The following is a translation of a description that appeared on the French news site rue89:
After a year of familiarization, how to stop being Sarkointoxicated?

by HUBERT ARTUS | Rue89 | 06/05/2008

[...] Smoking Narcissism is bad for your health

"When I think of him, I feel overwhelmed by an obscene substance of which I am unable to rid myself."
For several months, we have been getting wind that more and more people are dreaming of Sarkozy. That we are more and more Sarkointoxicated. The psychiatrist has heard testimony of this in his practice. For him, the disequilibrium between our own image and the link, not Oedipal (which would have been logical) but narcissistic, with the elected president is a typical symptom of neurosis. A Sarkosis that "consists of an imaginary obstruction by the Sarkozian epic drama and translates into an impossibility to move one's thoughts away from the figure of the chief of state". It is a decidedly serious time.

The work's argument is based upon the notion of the narcissistic personality disorder, which it illustrates and demonstrates. For the "Homo Narcissus" that we are, Sarkozy incarnates the entrenching and the very personification of a neurosis that is proper to our anticivilizations of merchandise, where the advancing of a society is measured by the advancing of a disease and not by that of progress...

"This narcissism that he exhibits at its paroxysm is very familiar to us. During this immense revolution of values represented by the passage to our individualistic societies, our ultimate referent is the figure of the all-powerful individual, who contains within himself all of humanity, the incarnation of absolute autonomy."

Libido, pulsation, frenzy. And vulgarity.

A narcissism that, as it is, questions our own complicity, conscious or unconscious. In our day, narcissism is collective, consented. In a representative democracy where Lapaque stigmatizes the "Royalist substratum" (the Old Regime), it realizes itself in a man who is not necessarily a dictator:

"The obsessive Sarkosis is the meeting of a 'Homo Narcissus' population and a hyper-narcissistic president that mutually stuff themselves on the emotions of the other."

In the past, the president entered into our imagination by the authoritarian paths of the superego. Sarkozy invades our collective psyche through burglary: via the id, this psychoanalytic space where rests the libido, pulsations, desires, frenzy. And signs the predominance of the emotions over reflection. From which comes, as well, his vulgarity.

**Actions to take:**
1. Who wrote the Rue89 piece on Sarkointoxication, and what date does it carry?
2. In the Rue89 piece on Sarkosis, what does the id hold, as listed in the final paragraph?
3. Carry on the Rue89 piece on Sarkosis from its last sentence, keeping its tone.
The data come from a separate source, unrelated to the Rue89 piece on Sarkosis.

**Record set:**
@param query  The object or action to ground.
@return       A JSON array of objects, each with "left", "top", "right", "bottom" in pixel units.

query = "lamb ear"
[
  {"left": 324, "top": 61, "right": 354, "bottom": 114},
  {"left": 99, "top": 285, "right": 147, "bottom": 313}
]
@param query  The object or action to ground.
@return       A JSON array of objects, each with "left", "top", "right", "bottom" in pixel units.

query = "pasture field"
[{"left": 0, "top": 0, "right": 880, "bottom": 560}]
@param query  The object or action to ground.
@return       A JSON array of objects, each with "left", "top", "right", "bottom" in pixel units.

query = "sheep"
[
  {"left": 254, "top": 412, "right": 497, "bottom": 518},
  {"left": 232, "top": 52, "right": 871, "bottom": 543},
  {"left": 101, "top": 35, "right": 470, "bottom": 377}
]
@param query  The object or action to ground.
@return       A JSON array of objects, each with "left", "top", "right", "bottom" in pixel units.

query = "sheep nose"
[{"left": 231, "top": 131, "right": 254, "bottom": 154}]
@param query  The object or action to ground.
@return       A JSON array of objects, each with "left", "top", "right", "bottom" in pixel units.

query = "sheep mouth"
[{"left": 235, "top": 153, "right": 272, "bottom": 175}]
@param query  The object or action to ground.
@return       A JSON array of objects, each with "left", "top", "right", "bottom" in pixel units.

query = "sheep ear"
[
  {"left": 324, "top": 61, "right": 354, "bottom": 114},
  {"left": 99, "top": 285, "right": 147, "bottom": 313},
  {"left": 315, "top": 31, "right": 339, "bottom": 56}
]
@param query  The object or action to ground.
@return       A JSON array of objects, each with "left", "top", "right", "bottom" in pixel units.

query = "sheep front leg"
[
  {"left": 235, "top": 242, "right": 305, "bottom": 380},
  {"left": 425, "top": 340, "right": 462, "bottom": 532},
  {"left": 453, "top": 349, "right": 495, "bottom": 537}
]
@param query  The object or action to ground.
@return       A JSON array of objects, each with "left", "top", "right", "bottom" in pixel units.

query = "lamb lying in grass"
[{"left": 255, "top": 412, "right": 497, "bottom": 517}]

**Task-by-task results:**
1. Hubert Artus wrote it, dated 06/05/2008.

2. The libido, pulsations, desires, and frenzy.

3.
Moreover, for Hefez, when Sarkozy lays siege to childhood (the episode of the memory of the Shoah in every child in CM2), we shouldn't see anything other than "a narcissistic inflation by which he can embarrass, humiliate, and wound all the while exulting his actions and his personal worth. Narcissism pushed to the extreme utilizes other humans as instruments of his own power and as a decor to his own destiny and pleasure."

Through multiple microdemonstrations, Hefez demonstrates how Sarkozy manages to dominate his individual power over collective power. Cutting the social link. The end of the end of liberal politics. Hefez signs here a powerful psychoanalytical and political demonstration.
Too bad the French are still so caught up in Freud and Lacan. That description of the id sounds like a walk through the back alley of one of the seedier neighbourhoods in an American city.... But it is clear that Sarko represents the myth of the Individual, played out in the French media, and taken to its narcissistic extreme.

For a different take on narcissism, though one that certainly wouldn't put the president of France in a better light, check out A Structural Theory of Narcissism and Psychopathy.

It is curious that as the values of society crumble and are replaced more and more by deviant values, the mask of sanity worn by the deviants we elect to power needs to have less and less of an appearance of "sanity". It just goes to show to what degree we have all been infected that clowns like Sarko or Bush can reflect back to the ordinary citizen something of "I am just like you" in order to get elected. Of course, rigged voting machines help, too.

But when people dreamt of JFK, we bet they were dreams of a different order entirely.